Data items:

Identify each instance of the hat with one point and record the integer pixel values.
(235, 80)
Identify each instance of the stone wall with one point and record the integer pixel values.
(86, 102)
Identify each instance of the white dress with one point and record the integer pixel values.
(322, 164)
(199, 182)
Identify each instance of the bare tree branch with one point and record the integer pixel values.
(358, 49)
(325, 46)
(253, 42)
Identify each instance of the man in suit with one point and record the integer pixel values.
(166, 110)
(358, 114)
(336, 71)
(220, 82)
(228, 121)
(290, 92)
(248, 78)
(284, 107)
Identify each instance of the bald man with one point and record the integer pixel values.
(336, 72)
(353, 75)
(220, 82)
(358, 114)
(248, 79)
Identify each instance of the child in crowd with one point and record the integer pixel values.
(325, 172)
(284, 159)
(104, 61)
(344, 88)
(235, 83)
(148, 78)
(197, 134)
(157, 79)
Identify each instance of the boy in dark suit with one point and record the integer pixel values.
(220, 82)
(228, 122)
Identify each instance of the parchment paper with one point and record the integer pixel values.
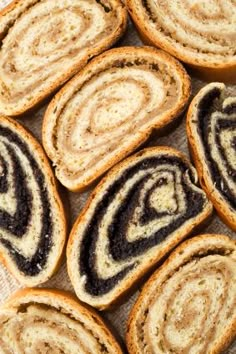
(75, 201)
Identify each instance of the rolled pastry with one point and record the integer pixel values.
(211, 129)
(188, 305)
(32, 221)
(201, 33)
(52, 321)
(140, 211)
(45, 42)
(109, 109)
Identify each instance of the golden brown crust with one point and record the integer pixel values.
(229, 336)
(65, 298)
(135, 279)
(225, 72)
(223, 209)
(143, 134)
(67, 74)
(36, 147)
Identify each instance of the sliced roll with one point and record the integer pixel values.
(141, 210)
(211, 128)
(45, 42)
(200, 33)
(109, 109)
(51, 321)
(32, 221)
(188, 305)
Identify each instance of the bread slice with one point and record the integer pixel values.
(211, 129)
(52, 321)
(188, 305)
(45, 42)
(109, 109)
(140, 211)
(32, 221)
(199, 33)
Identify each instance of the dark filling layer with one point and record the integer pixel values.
(205, 110)
(18, 223)
(119, 248)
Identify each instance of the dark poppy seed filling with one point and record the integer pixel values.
(213, 124)
(151, 175)
(17, 224)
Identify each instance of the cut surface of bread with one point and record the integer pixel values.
(109, 109)
(32, 221)
(211, 129)
(51, 322)
(141, 210)
(200, 33)
(45, 42)
(188, 305)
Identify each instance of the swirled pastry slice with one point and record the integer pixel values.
(188, 305)
(141, 210)
(45, 42)
(201, 33)
(32, 222)
(49, 321)
(211, 128)
(109, 109)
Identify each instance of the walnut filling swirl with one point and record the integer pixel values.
(49, 41)
(111, 106)
(200, 31)
(131, 221)
(54, 327)
(189, 304)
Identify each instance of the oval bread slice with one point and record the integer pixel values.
(32, 220)
(52, 321)
(45, 42)
(188, 305)
(109, 109)
(140, 211)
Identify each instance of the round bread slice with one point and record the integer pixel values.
(140, 211)
(32, 221)
(109, 109)
(200, 33)
(211, 129)
(45, 42)
(188, 305)
(52, 321)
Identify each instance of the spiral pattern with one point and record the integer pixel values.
(32, 225)
(109, 109)
(44, 321)
(200, 32)
(145, 207)
(188, 306)
(45, 42)
(212, 133)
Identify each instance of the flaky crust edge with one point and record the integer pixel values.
(210, 72)
(65, 298)
(144, 134)
(31, 141)
(132, 283)
(131, 345)
(223, 210)
(40, 98)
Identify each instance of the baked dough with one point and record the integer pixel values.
(211, 129)
(140, 211)
(201, 33)
(45, 42)
(188, 305)
(109, 109)
(32, 221)
(52, 322)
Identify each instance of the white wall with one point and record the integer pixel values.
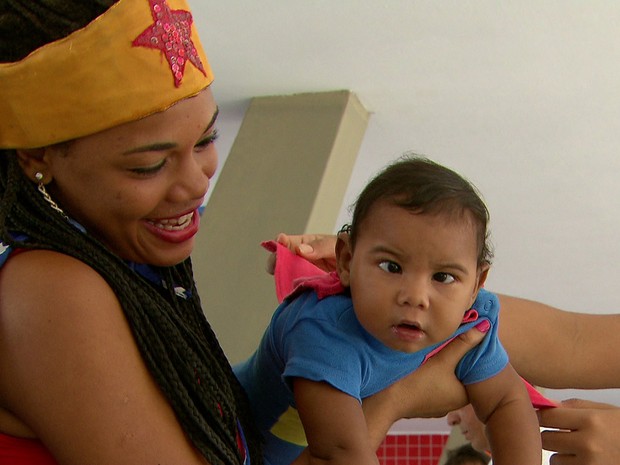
(521, 97)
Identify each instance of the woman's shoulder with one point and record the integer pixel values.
(68, 357)
(34, 277)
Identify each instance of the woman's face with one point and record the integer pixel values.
(137, 187)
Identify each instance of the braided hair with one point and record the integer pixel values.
(173, 336)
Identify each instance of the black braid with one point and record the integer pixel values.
(175, 340)
(172, 333)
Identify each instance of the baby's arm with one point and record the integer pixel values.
(334, 424)
(503, 404)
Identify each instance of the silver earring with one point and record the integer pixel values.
(41, 187)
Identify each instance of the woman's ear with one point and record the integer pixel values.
(343, 258)
(33, 161)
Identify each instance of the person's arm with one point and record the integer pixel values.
(71, 372)
(502, 403)
(334, 424)
(559, 349)
(590, 433)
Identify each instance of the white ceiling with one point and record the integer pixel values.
(522, 97)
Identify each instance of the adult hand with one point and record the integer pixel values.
(590, 433)
(319, 249)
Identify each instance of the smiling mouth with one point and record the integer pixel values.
(173, 224)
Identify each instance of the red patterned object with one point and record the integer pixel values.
(411, 449)
(171, 33)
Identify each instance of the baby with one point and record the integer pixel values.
(410, 271)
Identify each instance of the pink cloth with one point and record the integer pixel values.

**What you are asked to do**.
Will you print, unchanged, every line of the material from the one containing "Identify each instance of the smiling" through the last line, including both?

**Result for this task**.
Identify each instance of the smiling mouth with one point and record the integer pixel values.
(173, 224)
Identify each instance of the red patterned object with one point and record the integer pixel values.
(411, 449)
(171, 33)
Identify each instance of the baby with one point and record the integer pixel values.
(410, 271)
Identify each instance of the pink cloth with one point and record the integer pixel values.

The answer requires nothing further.